# Texto de partida:
Asimismo, en 2019 anunciaron el cierre de todos estos establecimientos y dijeron que todas las personas que se encontraban allí al momento se habían “graduado” y eran libres.
A continuación, Beijing intentó correr el foco de la polémica y centró la narrativa sobre Xinjiang en su desarrollo dado que, durante años, fue una región aislada de las transformaciones del país.
La mayoría de los detenidos “consiguieron empleo estable y mejoraron su calidad de vida”, aseguró la diplomacia china.
Sin embargo, la realidad en las calles es completamente distinta.
En Xinjiang muchos aún permanecen desaparecidos y periodistas e investigadores constataron que los centros de detención parecían seguir operativos. Sostienen que se trataría, entonces, de algún tipo de evolución en sus métodos represivos, que se centran ahora en el trabajo forzado y duras penas.
En julio, un grupo de periodistas de la agencia AFP visitó cuatro aldeas de mayoría uigur en busca de respuestas.

# Datos sin procesar:
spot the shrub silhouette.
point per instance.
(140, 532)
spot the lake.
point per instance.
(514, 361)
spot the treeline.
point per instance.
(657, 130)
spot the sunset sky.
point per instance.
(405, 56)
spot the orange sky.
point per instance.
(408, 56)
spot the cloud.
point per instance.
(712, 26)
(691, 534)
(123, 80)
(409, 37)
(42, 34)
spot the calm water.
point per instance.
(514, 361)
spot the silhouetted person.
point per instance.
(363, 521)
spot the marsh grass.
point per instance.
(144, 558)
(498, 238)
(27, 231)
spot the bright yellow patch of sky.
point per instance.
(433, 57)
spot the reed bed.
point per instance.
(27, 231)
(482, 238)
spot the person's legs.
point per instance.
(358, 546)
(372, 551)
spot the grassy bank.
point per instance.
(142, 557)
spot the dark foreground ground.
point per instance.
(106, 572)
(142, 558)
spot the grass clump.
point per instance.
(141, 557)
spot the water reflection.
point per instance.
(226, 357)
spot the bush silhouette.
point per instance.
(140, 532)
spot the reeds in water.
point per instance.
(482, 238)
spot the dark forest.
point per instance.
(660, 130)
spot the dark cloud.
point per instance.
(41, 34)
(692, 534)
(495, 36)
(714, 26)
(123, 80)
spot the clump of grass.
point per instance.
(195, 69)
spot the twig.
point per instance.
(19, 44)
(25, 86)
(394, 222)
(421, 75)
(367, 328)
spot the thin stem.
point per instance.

# Enunciado:
Prolonga el texto sobre Xinjiang a partir de su última oración, la de la visita de los periodistas de AFP a cuatro aldeas de mayoría uigur.

# Respuesta:
Datos oficiales difundidos por el académico alemán Adrian Zenz mostraron que las tasas de detención de la población local son especialmente elevadas con hasta la mitad de los habitantes adultos encarcelados.
Una de estas personas es Abduqahar Ebeydulla, un imán de 40 años que fue detenido en 2016 y, durante años, no se supo nada de él. Sólo recientemente su familia conoció su situación: había sido condenado y encarcelado.
Si bien sus allegados en el lugar se negaron a dar declaraciones -por el contrario, tomaron sus herramientas agrícolas y agitándolas con violencia, instaron a los reporteros a retirarse- un grupo de parientes que viven en el extranjero sí se prestó para brindarles más precisiones del caso.
Según comentaron, el hombre había recibido a finales de 2016 la orden de regresar a su Yarkant natal para lo que parecía ser un interrogatorio rutinario. Fue entonces que dejaron de recibir noticias de él hasta conocer, mucho más tarde, que había sido condenado a 15 años de cárcel.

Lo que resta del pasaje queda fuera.